| Written task 1 |
Condense the paragraph of the circuit arrangement text that begins "FIG. 1 diagrammatically shows a circuit arrangement provided with input terminals" into a bulleted list that keeps its main facts.
| Written task 2 |
Write the next part of the circuit arrangement text, starting after its last sentence.

| Text |
◇ ◇ ◇ ◇

It is favorable when the means I is provided with means I' for
causing the control signal to change upon a decrease in the error
signal Sf, this change causing the means II to generate an increase
in the comparatively strong supply current. It may happen, in the
case of high temperatures and a low supply voltage, that the
control signal S lies in the second range already during the entire
cycle of the supply voltage. It is not possible then to cause the
power consumed by the circuit arrangement to rise through an
increase in the relative duration of the time during which a
comparatively strong supply current is drawn. The means I' ensures
that, under these circumstances, the power consumed by the circuit
arrangement can rise further in that the value of the comparatively
strong supply current is increased. This renders it possible to
keep the luminous flux delivered by the semiconductor light source
constant over a wider range of ambient temperatures than would be
the case without the means I'.
BRIEF DESCRIPTION OF THE DRAWINGS
These and other aspects of the circuit arrangement according to the
invention are explained in more detail with reference to the
drawings, in which
FIG. 1 diagrammatically shows a circuit arrangement according to
the invention;
FIG. 2 shows a circuit diagram of the means I and III;
FIG. 3 shows a circuit diagram of the means II;
FIG. 4 shows the means IV, including the means V, VI, and VII;
FIG. 5 diagrammatically depicts the gradient of the supply voltage
Vv, the supply current Iv, and a few signals; and
FIGS. 6A, 6B, and 6C show the measured gradient of the supply
voltage Vv and the supply current Iv under various conditions.
DESCRIPTION OF THE PREFERRED EMBODIMENTS
FIG. 1 diagrammatically shows a circuit arrangement provided with
input terminals T1, T2 for drawing a supply current from a supply
source (Vin). The input terminals T1, T2 are connected to rectifier
means RM via an input network FI which comprises inter alia, a
low-pass filter. The rectifier means RM is constructed, for
example, as a diode bridge. Means II, to which output terminals T3,
T4 are coupled for connecting a light source LI, is supplied
through the rectifier means. The means II is provided with a
converter which is fitted with at least one switching element 13
and with control means 17. The means I generates a control signal
S. The control means 17 switches the switching element with high
frequency in a manner which is dependent on the value of the
control signal S. The circuit arrangement is further provided with
means III for generating a voltage Sc which is a measure for an
instantaneous value of a supply voltage delivered by the supply
source. The rectifier means RM forms part of the means III.
The voltage Sc serves as a reference signal which causes the means
I to generate a control signal S which lies alternately in a first
and in a second range. The means II ensures that a comparatively
strong supply current is drawn when the control signal S has a
value lying in the first range and that a comparatively weak supply
current is drawn when the value of the control signal S lies in the
second range.

◇ ◇ ◇ ◇

[Object pointing dataset rows]
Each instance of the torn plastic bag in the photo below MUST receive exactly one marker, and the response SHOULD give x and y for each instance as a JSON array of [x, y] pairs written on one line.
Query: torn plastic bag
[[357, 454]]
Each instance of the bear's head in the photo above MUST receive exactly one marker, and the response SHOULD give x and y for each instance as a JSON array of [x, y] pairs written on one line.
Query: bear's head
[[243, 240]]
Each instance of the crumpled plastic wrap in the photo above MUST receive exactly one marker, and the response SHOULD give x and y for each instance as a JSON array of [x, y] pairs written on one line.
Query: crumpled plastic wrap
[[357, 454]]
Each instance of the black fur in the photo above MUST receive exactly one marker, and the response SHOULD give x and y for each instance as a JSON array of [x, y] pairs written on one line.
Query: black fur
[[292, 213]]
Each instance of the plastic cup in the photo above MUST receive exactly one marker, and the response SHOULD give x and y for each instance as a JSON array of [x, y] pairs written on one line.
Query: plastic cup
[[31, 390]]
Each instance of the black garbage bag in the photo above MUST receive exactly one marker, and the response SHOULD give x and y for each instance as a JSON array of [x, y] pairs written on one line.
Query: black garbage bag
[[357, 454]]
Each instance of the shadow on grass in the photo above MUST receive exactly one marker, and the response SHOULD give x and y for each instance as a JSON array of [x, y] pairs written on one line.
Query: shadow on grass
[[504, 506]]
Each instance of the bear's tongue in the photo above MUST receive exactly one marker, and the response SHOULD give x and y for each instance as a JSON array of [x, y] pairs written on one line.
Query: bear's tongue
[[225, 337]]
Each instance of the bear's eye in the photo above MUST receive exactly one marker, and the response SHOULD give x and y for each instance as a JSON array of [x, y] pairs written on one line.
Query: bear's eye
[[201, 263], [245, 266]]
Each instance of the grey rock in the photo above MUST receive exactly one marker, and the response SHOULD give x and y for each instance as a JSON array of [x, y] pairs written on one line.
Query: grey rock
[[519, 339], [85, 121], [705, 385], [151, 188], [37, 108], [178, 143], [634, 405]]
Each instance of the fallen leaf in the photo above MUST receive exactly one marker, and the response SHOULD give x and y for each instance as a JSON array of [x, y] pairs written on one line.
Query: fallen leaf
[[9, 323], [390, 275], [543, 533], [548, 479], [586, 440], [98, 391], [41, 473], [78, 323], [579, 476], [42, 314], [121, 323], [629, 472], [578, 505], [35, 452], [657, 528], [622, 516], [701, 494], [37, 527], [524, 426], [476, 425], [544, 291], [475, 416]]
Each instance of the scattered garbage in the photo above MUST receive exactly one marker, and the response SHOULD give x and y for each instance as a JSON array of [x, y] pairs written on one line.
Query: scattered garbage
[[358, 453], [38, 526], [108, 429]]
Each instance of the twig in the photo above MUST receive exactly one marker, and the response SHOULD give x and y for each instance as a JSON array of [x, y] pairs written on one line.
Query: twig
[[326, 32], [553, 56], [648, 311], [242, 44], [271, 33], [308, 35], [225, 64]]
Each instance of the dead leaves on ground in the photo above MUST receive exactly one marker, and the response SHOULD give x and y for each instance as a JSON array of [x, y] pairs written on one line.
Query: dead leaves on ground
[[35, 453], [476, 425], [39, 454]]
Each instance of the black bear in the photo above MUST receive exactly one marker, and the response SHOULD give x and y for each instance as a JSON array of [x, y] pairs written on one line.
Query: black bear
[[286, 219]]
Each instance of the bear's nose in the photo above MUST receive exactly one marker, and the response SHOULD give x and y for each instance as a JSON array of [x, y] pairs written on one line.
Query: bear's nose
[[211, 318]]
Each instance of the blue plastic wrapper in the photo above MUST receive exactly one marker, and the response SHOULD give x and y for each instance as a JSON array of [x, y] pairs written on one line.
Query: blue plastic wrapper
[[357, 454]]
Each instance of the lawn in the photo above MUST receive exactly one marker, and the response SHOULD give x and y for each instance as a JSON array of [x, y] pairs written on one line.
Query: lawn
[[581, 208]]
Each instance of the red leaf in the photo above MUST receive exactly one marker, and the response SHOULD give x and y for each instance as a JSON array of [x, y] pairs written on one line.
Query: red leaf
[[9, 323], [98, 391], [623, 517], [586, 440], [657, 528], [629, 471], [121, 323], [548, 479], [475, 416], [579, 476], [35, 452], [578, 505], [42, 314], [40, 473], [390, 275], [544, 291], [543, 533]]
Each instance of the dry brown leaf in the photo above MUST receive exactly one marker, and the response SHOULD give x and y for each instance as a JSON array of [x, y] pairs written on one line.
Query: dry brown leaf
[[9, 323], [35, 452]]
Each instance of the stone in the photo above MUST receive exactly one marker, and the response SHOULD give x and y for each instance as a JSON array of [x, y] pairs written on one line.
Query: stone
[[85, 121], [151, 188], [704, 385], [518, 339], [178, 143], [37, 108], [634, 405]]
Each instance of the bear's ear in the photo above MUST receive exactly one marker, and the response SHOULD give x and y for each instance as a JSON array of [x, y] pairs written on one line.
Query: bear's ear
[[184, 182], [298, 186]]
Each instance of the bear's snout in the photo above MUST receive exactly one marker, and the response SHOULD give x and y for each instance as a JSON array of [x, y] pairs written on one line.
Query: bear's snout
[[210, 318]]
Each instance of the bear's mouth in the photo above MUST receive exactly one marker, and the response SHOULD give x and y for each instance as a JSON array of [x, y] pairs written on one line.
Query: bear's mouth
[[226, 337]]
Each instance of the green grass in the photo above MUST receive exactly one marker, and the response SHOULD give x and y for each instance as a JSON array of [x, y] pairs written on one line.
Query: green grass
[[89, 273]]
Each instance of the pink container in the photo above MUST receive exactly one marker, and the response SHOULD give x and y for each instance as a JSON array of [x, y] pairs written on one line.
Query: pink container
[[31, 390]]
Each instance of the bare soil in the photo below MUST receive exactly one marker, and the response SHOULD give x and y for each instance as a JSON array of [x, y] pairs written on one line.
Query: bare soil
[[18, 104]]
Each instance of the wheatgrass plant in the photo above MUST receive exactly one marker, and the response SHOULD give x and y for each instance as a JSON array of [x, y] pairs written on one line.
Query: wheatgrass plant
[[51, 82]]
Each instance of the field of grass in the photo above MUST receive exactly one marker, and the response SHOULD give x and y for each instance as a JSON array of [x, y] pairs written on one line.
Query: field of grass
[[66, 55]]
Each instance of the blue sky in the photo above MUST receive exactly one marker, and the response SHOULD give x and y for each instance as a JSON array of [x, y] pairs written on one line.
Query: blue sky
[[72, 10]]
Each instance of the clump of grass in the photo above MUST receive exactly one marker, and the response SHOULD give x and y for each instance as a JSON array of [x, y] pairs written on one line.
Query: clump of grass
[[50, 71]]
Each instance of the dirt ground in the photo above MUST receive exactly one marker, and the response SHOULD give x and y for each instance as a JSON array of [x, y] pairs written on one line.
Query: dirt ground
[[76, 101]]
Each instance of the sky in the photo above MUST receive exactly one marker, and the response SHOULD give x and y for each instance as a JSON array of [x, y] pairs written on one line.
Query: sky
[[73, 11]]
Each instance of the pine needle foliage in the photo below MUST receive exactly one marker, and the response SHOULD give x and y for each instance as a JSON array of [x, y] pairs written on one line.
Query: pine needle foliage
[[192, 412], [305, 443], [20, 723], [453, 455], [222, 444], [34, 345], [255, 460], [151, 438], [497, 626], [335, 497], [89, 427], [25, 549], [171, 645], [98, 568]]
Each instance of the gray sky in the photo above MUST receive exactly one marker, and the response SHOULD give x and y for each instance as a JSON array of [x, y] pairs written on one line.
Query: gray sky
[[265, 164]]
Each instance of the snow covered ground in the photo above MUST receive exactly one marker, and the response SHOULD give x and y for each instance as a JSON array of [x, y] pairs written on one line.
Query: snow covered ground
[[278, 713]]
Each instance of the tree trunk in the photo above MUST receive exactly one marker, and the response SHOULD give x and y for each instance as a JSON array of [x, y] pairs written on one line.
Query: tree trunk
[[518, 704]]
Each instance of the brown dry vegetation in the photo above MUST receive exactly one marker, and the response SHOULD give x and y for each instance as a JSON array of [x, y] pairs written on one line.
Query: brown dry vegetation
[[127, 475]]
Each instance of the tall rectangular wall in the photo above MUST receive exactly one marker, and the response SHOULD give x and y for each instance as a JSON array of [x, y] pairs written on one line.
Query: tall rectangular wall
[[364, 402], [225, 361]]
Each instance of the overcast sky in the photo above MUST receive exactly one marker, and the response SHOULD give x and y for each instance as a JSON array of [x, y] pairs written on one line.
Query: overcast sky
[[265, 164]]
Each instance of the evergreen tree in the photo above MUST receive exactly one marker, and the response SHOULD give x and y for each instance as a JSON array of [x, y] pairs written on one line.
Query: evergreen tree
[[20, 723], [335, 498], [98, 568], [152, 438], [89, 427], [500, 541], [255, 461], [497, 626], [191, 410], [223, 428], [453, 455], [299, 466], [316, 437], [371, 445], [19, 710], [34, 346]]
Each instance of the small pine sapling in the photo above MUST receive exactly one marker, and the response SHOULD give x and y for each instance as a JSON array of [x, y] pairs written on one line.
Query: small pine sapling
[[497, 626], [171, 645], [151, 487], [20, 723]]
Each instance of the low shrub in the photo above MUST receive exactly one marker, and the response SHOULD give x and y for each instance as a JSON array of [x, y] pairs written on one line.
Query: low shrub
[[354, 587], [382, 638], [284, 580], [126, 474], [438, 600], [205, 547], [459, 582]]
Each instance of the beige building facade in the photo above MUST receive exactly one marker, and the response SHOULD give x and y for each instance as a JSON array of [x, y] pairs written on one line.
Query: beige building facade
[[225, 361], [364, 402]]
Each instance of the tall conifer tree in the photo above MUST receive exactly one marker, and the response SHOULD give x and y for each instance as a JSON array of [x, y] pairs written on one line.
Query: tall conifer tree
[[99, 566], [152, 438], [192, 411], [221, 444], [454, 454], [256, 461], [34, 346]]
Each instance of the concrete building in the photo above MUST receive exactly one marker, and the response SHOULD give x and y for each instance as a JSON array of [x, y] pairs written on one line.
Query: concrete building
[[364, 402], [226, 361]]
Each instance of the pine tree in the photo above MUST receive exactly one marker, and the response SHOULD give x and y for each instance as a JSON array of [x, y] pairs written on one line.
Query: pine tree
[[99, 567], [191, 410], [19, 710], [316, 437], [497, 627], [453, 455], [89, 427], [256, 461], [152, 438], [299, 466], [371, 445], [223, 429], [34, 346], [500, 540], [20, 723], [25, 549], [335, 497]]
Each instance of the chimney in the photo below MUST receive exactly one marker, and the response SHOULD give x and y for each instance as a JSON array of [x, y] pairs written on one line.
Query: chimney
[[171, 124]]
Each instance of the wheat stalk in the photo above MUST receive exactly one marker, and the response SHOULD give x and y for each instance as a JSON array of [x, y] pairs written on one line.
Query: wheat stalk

◇ ◇ ◇ ◇

| Output 1 |
- Input terminals T1, T2 draw a supply current from a supply source (Vin).
- The terminals connect to rectifier means RM, for example a diode bridge, through an input network FI that includes a low-pass filter.
- Means II is supplied through the rectifier means and is coupled to output terminals T3, T4, where a light source LI is connected.
- Means II has a converter with at least one switching element 13 and control means 17.
- Means I generates a control signal S. Control means 17 switches the switching element at high frequency according to the value of S.
- Means III generates a voltage Sc that measures the instantaneous value of the supply voltage from the supply source. Rectifier means RM is part of means III.

| Output 2 |
The control signal S lies in a first range when the supply voltage
has a comparatively high absolute instantaneous value. The control
signal lies in a second range when the supply voltage has a
comparatively low absolute instantaneous value.
A semiconductor light source LI is connected here to the output
terminals T3, T4 which are coupled to the means II. One of the
output terminals T3 is directly connected to the means II. The
other output terminal T4 is connected to the means II via means V.
The means V generates a signal Si which is a measure for a current
consumed by the semiconductor light source. The means V forms part
of means IV for generating an error signal Sf which is a measure
for the difference between a luminous flux supplied by the
semiconductor light source and a desired luminous flux. The control
signal generated by the means I is partly dependent on the error
signal Sf. The means IV is further provided with means VI and means
VII. The means VI generate a signal St which is a measure for an
ambient temperature of the semiconductor light source LI. The means
VII calculates the error signal Sf from the signal Si and the
signal St.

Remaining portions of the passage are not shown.